[TRAVAIL À FAIRE]: D'après l'extrait sur Elsa & Johanna, par qui les personnages de leurs images sont-ils bien souvent incarnés ?

### EXTRAIT ###

Elsa & Johanna selon 1:61

Par Sarah Nasla, Margot Rouas & Camille Veysset – 1:61

Le théâtre de la mélancolie

Elsa & Johanna, Sans Titre, Le reflet de la cuillère, 2017
Elsa & Johanna, Sans Titre, Le reflet de la cuillère, 2017
© Elsa & Johanna

Si l’on croit reconnaître des tableaux issus de la réalité dans l’oeuvre d’Elsa & Johanna, il n’est pourtant pas question de tranches de vie, ni de moments volés ni encore d’instants décisifs. Elles envisagent l’image comme le lieu d’un petit théâtre, où le réel se trouve reconstitué à outrance, c’est-à-dire qu’il est presque trop vrai. L’effet est donc celui d’une profonde mélancolie, car si l’on identifie tous les éléments visuels, ils nous dérangent par leur aspect trop lisse, trop calculé, trop parfait. Chaque objet est minutieusement disposé, chaque personnage – incarné bien souvent par les photographes – est joué avec brio ; tout est à sa place. La mélancolie y est hugolienne, voire baudelairienne : les artistes donnent à voir une vie arrêtée, où le poids des artifices, des atours, des décors, se fait trop lourd pour les êtres qui en font partie. Dès lors, les visages d’Elsa & Johanna sont souvent las, parfois désabusés ou inquiets. C’est toutefois par le biais de leurs yeux que l’on est saisi, et, de cette manière, le regard du modèle-photographe marque le point d’entrée dans la scène.

### INFORMATIONS FOURNIES ###

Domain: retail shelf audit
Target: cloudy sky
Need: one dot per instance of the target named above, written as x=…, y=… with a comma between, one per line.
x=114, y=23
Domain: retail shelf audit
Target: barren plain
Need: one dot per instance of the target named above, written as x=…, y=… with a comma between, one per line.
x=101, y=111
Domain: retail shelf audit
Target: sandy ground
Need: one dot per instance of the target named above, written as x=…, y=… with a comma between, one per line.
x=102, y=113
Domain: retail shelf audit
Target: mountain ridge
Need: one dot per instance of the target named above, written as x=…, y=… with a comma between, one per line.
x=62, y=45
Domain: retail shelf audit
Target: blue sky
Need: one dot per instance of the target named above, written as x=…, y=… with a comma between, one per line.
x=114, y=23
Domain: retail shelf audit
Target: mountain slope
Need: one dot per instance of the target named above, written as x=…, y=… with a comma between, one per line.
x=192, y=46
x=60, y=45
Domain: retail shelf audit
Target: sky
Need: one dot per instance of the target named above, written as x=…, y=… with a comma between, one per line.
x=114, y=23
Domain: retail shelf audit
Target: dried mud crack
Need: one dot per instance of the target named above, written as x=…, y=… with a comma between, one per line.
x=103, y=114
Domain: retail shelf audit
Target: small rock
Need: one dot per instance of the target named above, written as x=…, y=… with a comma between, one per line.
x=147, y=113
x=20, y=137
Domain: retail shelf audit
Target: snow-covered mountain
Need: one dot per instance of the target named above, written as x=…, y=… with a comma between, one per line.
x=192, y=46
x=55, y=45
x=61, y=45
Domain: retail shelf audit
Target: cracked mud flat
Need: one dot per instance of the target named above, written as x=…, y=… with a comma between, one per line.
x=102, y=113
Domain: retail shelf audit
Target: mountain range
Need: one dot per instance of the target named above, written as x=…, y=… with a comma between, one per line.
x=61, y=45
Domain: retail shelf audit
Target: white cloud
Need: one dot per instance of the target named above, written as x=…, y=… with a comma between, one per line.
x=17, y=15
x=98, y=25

###

[RÉPONSE COMPLÈTE]: Par les photographes, Elsa & Johanna.